It is obvious that paper currency is a major source of disease transmission. During the life of the average dollar bill, it will be handled by hundreds, if not thousands, of people. Is any physical object handled by more different people than paper currency? Add to this, paper currencies are made largely from cotton cloth, which makes them very absorbent.
Richard Rahn in The Washington Times (November 11, 2009) stated that millions become ill every year as a result of handling currency, and a not insignificant percentage of them die. The Centers for Disease Control and Prevention (CDC) estimates that 36,000 Americans die each year from flu-related causes.
How many people received the flu from paper currency? Rahn (The Washington Times, November 11 2009) said, "The precise percentage is unknown, but if it is just 10 percent, that still translates into a couple of million needlessly ill people and thousands of deaths." Temper these numbers with the fact that many people suffer from pre-existing conditions.

Problem requirements: Reproduce the passage on paper currency and disease between "Richard Rahn in" and "from pre-existing conditions.", inclusive.

Information supplied:
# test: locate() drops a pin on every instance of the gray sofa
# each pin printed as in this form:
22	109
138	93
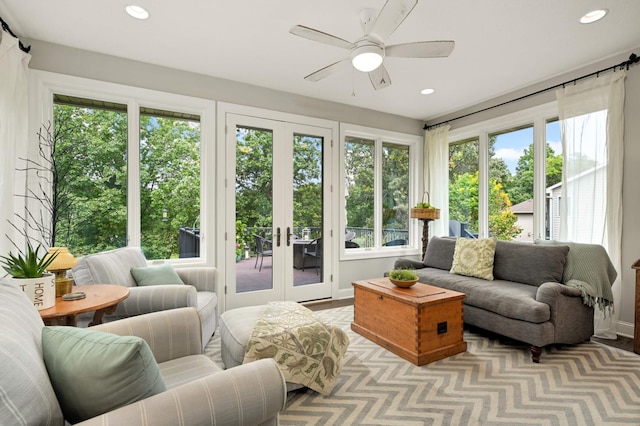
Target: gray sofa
197	391
114	267
527	299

Task answer:
Richard Rahn in The Washington Times (November 11, 2009) stated that millions become ill every year as a result of handling currency, and a not insignificant percentage of them die. The Centers for Disease Control and Prevention (CDC) estimates that 36,000 Americans die each year from flu-related causes.
How many people received the flu from paper currency? Rahn (The Washington Times, November 11 2009) said, "The precise percentage is unknown, but if it is just 10 percent, that still translates into a couple of million needlessly ill people and thousands of deaths." Temper these numbers with the fact that many people suffer from pre-existing conditions.